Prompt:
Give each entry back by retyping it exactly as written.

Point localization data:
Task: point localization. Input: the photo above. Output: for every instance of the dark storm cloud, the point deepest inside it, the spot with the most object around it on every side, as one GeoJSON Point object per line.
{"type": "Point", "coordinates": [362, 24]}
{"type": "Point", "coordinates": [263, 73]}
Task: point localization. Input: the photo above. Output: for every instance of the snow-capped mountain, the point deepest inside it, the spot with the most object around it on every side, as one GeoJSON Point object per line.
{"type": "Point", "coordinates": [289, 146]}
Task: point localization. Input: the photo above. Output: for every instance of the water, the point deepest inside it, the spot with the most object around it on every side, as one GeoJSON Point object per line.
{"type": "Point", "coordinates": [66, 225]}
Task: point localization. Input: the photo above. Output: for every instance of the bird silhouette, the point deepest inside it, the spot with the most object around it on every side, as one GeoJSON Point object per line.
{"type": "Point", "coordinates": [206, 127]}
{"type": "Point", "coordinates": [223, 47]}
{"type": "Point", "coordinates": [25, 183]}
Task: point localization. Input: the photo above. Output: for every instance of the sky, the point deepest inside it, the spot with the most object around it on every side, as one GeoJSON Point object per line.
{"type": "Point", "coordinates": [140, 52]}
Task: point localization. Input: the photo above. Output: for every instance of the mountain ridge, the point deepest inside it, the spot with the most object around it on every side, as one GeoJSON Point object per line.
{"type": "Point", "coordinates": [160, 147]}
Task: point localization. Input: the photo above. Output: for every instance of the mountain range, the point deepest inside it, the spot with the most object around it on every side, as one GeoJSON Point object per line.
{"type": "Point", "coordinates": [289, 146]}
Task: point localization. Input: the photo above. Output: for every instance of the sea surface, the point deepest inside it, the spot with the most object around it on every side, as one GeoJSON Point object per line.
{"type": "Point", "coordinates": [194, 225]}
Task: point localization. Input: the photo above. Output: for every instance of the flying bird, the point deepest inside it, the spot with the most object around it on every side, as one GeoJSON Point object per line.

Response:
Task: point localization. Input: the photo above. Output: for every instance of the dark storm cloud, the point deepest inside it, the spot with the most object around it on every side, as one GeoJSON Point object per line.
{"type": "Point", "coordinates": [362, 24]}
{"type": "Point", "coordinates": [263, 73]}
Task: point localization. Input: the photo above. Output: for every instance of the snow-capped mountain, the point deepest inside it, the spot with the most object around it on every side, as one GeoJSON Point object per line.
{"type": "Point", "coordinates": [289, 146]}
Task: point localization. Input: the photo above. Output: for every instance of the water, the point deepest inside it, the spot with the most object around it on every side, as one GeoJSON Point object per line.
{"type": "Point", "coordinates": [66, 225]}
Task: point localization. Input: the photo above. Output: for every instance of the bird silhouette, the point deepest inside it, the spot with the most object around it on every side, as one GeoJSON Point object per line.
{"type": "Point", "coordinates": [206, 127]}
{"type": "Point", "coordinates": [223, 47]}
{"type": "Point", "coordinates": [25, 183]}
Task: point localization. Input: the photo above. Output: for every instance of the sky, the point deepest inside it, the spot with the most object around it on every side, as one GeoJSON Point object per line.
{"type": "Point", "coordinates": [140, 52]}
Task: point localization. Input: the photo above. Output: for every instance of the mountain ridge, the point deepest inside it, the spot with the most object around it on every side, as one GeoJSON Point object per line.
{"type": "Point", "coordinates": [160, 147]}
Task: point localization. Input: the photo above. Output: for every instance of the mountain range, the point deepest inside it, the spot with the most object around it on every side, as one GeoJSON Point object per line.
{"type": "Point", "coordinates": [289, 146]}
Task: point localization. Input: the photo above. Output: for every instance of the sea surface, the point deepest inside it, the spot with the most object around it on every side, as one GeoJSON Point object per line.
{"type": "Point", "coordinates": [194, 225]}
Task: point localization. Input: the photo above. Output: for every instance of the flying bird, the point deepest inside it, the spot with the most object around it on every side, as one GeoJSON Point object per line.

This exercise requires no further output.